Data lines »

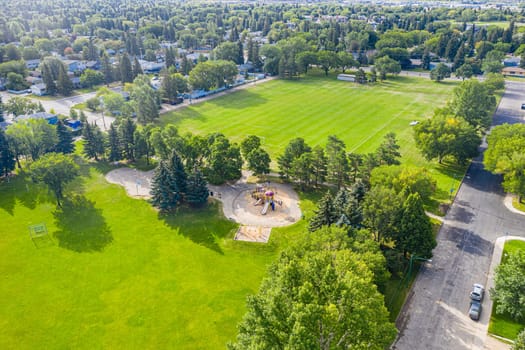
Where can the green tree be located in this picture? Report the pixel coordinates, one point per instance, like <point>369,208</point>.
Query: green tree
<point>178,172</point>
<point>1,110</point>
<point>197,190</point>
<point>318,166</point>
<point>473,102</point>
<point>444,135</point>
<point>301,169</point>
<point>106,69</point>
<point>386,65</point>
<point>388,151</point>
<point>126,131</point>
<point>318,295</point>
<point>464,71</point>
<point>494,82</point>
<point>504,155</point>
<point>250,143</point>
<point>440,72</point>
<point>405,179</point>
<point>509,283</point>
<point>93,141</point>
<point>126,71</point>
<point>415,234</point>
<point>64,84</point>
<point>7,158</point>
<point>224,160</point>
<point>227,51</point>
<point>146,100</point>
<point>325,215</point>
<point>381,212</point>
<point>293,150</point>
<point>137,68</point>
<point>65,139</point>
<point>327,60</point>
<point>519,343</point>
<point>337,164</point>
<point>164,191</point>
<point>90,78</point>
<point>115,151</point>
<point>55,170</point>
<point>259,161</point>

What you need to do » Return every line of the material above word for word, leaving out the pictures.

Result of the task »
Where can the green tree be located in this picture? Report the pixel coordinates, one point per instance, like <point>369,208</point>.
Query: green tree
<point>178,172</point>
<point>1,110</point>
<point>197,190</point>
<point>318,166</point>
<point>473,102</point>
<point>444,135</point>
<point>301,169</point>
<point>106,69</point>
<point>386,65</point>
<point>388,151</point>
<point>126,131</point>
<point>318,295</point>
<point>464,71</point>
<point>494,82</point>
<point>504,155</point>
<point>250,143</point>
<point>440,72</point>
<point>405,179</point>
<point>509,283</point>
<point>93,141</point>
<point>126,71</point>
<point>415,234</point>
<point>64,84</point>
<point>7,158</point>
<point>224,160</point>
<point>227,51</point>
<point>146,100</point>
<point>325,215</point>
<point>381,212</point>
<point>293,150</point>
<point>137,68</point>
<point>65,139</point>
<point>327,60</point>
<point>519,343</point>
<point>337,164</point>
<point>164,191</point>
<point>90,78</point>
<point>115,151</point>
<point>55,170</point>
<point>259,161</point>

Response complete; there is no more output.